*Your assignment*
Count the lines in the following data that include "then". Please write only the number.

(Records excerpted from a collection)

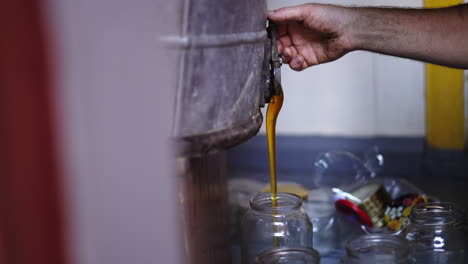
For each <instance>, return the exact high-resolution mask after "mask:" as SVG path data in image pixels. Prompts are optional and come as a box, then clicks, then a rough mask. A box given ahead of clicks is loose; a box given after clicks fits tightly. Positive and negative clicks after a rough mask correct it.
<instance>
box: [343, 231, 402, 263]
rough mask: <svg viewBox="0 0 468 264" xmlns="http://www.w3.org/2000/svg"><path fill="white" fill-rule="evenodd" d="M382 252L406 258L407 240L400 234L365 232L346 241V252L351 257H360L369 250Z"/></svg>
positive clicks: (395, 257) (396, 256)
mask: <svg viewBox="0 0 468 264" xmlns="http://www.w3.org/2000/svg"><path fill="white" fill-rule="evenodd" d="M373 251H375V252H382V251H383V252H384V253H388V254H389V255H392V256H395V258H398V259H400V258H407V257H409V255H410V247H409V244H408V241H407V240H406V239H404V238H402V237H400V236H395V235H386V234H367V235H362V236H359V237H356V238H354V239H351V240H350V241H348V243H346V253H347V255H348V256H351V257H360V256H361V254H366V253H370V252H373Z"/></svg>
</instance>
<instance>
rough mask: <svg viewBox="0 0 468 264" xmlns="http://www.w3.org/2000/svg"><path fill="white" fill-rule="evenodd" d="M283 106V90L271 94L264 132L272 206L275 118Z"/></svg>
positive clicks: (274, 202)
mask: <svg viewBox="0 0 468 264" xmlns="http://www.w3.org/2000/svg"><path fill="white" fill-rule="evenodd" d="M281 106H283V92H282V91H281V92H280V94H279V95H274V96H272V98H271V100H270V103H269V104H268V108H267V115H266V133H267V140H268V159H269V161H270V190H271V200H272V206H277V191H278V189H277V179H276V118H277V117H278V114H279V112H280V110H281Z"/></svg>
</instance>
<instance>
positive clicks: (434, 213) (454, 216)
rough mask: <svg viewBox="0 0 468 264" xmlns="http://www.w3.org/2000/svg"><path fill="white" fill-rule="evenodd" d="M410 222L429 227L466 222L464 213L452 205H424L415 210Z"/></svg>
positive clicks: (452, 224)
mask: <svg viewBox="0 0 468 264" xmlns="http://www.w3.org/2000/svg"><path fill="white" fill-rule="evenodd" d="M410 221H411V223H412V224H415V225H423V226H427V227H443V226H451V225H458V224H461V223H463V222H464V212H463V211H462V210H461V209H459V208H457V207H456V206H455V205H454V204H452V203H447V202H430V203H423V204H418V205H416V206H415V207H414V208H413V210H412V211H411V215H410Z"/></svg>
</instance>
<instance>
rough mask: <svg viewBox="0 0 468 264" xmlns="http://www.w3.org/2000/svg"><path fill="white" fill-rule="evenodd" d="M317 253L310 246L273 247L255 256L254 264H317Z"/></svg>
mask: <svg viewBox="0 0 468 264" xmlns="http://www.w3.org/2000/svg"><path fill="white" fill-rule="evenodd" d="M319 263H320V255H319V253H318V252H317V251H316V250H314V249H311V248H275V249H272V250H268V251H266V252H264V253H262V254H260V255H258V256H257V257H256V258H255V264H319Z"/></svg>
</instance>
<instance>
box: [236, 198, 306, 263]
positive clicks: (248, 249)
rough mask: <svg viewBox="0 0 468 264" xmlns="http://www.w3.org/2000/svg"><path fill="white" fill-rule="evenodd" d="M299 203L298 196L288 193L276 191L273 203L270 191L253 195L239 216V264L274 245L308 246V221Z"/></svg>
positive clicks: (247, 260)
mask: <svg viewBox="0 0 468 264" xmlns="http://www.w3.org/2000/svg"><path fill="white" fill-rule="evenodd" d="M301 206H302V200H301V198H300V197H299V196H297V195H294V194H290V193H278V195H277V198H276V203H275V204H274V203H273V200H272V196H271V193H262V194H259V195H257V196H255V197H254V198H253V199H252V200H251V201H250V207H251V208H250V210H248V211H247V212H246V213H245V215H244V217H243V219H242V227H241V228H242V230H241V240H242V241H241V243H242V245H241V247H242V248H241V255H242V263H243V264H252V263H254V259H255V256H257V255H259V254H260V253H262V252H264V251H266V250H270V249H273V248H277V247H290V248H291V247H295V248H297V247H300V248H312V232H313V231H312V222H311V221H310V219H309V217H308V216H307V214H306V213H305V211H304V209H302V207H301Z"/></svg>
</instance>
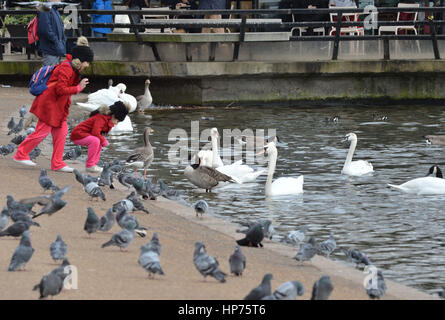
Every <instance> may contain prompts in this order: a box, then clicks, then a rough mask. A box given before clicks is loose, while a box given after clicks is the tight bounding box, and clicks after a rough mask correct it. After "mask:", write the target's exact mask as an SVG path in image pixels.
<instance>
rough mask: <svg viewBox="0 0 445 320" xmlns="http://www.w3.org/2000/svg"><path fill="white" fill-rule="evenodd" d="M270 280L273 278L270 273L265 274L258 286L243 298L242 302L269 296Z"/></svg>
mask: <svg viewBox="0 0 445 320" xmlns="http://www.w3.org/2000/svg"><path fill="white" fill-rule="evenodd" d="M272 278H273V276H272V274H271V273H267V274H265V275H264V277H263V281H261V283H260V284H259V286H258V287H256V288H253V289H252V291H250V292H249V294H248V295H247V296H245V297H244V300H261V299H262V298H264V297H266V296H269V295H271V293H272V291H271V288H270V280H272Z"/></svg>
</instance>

*Response area*
2